Kutipan Teks -

Senin, 16 April 2012

MORFOLOGI TANAH LATOSOL DARMAGA DAN ANDOSOL SUKAMANTRI


BAB 1
PENDAHULUAN
A.Latar belakang
Sifat morfologi tanah adalah sifat-sifat tanah yang dapat diamati dan dipelajari di lapang. Sebagian dari sifat-sifat morfologi tanah merupakan sifat-sifat fisik dari tanah tersebut. Sifat fisik dan morfologi tanah tersebut meliputi batas-batas horison, warna tanah, tekstur dan struktur tanah, konsistensi, drainase tanah, kerapatan lindak (bulk density), pori-pori tanah, potensi mengembang dan mengerut (nilai COLE), kematangan tanah (nilai-N), dan sifat-sifat lain seperti keadaan batuan, padas (Pan), kedalaman efektif dan lereng.
Penyebaran jenis-jenis tanah di Indonesia yang termasuk subur adalah adalah tanah-tanah Inceptisol, Entisol, Vertsol, Alfisol. Tanah-tanah ini sebagian besar sudah diusahakan manusia. Walaupun termasuk tanah yang cukup subur, tetapi untuk peningkatan produksi masih diperlukan saha-usaha intensifikasi antara lain dengan pemupukan dan pemeliharaan tanah dan tanaman yang sebaik-baiknya.
Tanah-tanah yang belum diusahakan di Indonesia umumnya tinggal tanah-tanah yang kurang baik yang disebut tanah marginal. Walaupun demikian dengan kemajuan-kemajuan tekologi, tanah-tanah ini pun di masa mendatang akan dapat diusahakan dengan baik. Tanah- tanah marginal ini sekarang merupakan sasaran pemerintah untuk melakukan perluasan areal pertanian (ekstensifikasi).
Melalui kegiatan pengamatan morfologi tanah, akan dilakukan pendeskripsian informasi dari dalam profil dan kondisi lingkungan sekitarnya. Dari situ akan diketahui kemampuan atau kesesuaian tanah dari masing-masing jenis tanah untuk penggunaan-pengunaan tanah tertentu.

Informasi yang Diekstrak -

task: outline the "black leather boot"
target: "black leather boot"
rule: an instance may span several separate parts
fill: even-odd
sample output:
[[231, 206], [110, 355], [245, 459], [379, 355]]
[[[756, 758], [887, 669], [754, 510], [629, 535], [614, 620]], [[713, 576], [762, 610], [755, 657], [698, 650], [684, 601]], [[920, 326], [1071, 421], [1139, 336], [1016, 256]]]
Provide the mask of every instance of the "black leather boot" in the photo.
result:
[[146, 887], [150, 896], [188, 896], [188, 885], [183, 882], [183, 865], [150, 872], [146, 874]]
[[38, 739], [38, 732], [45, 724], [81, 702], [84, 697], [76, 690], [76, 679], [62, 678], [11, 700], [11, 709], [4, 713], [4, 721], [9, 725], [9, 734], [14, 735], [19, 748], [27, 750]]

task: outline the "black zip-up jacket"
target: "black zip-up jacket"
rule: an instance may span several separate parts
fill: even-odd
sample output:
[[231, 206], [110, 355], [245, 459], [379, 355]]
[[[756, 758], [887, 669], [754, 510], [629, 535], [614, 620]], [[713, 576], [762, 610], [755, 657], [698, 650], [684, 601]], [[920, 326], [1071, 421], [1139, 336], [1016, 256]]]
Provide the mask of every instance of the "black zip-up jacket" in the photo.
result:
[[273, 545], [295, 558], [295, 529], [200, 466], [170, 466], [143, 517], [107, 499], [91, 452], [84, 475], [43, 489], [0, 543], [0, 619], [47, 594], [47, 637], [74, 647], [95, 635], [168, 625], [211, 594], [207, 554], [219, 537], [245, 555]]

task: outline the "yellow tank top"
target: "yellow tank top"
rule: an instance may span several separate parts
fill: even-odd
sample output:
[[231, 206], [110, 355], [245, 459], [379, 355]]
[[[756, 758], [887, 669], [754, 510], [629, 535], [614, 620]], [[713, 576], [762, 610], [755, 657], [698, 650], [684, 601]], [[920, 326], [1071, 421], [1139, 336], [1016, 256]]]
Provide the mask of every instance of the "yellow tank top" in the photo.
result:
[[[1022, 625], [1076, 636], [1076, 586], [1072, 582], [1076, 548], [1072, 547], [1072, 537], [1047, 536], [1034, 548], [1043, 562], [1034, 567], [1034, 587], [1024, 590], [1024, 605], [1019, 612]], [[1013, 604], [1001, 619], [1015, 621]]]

---

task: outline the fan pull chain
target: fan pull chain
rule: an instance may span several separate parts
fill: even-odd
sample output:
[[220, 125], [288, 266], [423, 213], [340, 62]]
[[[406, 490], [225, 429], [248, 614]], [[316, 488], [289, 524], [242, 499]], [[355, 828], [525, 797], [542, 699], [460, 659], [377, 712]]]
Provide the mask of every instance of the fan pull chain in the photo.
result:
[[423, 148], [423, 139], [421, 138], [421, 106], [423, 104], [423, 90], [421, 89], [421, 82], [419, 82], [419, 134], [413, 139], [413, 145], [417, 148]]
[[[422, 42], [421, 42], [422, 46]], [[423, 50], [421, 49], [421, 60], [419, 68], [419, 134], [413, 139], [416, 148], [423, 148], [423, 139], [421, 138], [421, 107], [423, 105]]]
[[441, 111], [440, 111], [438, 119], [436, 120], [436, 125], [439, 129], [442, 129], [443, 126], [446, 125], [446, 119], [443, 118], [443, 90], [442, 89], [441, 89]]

Petunjuk -
- 1) Jawab pertanyaan berikut berdasarkan teks morfologi tanah.
(a) Apa yang dimaksud dengan sifat morfologi tanah?
(b) Jenis tanah apa saja di Indonesia yang disebut termasuk subur?
(c) Apa sebutan untuk tanah kurang baik yang belum diusahakan?
- 2) Tolong tulis kembali bagian teks morfologi tanah dari "Senin, 16 April" sampai dengan "efektif dan lereng.", dengan menukar "drainase tanah" menjadi "tata air tanah".
Daftar di atas sama sekali tidak dipakai di sini.

Hasil per Tugas -
- 1)
(a) Sifat-sifat tanah yang dapat diamati dan dipelajari di lapang.
(b) Inceptisol, Entisol, Vertsol, dan Alfisol.
(c) Tanah marginal.

- 2)
Senin, 16 April 2012

MORFOLOGI TANAH LATOSOL DARMAGA DAN ANDOSOL SUKAMANTRI


BAB 1
PENDAHULUAN
A.Latar belakang
Sifat morfologi tanah adalah sifat-sifat tanah yang dapat diamati dan dipelajari di lapang. Sebagian dari sifat-sifat morfologi tanah merupakan sifat-sifat fisik dari tanah tersebut. Sifat fisik dan morfologi tanah tersebut meliputi batas-batas horison, warna tanah, tekstur dan struktur tanah, konsistensi, tata air tanah, kerapatan lindak (bulk density), pori-pori tanah, potensi mengembang dan mengerut (nilai COLE), kematangan tanah (nilai-N), dan sifat-sifat lain seperti keadaan batuan, padas (Pan), kedalaman efektif dan lereng.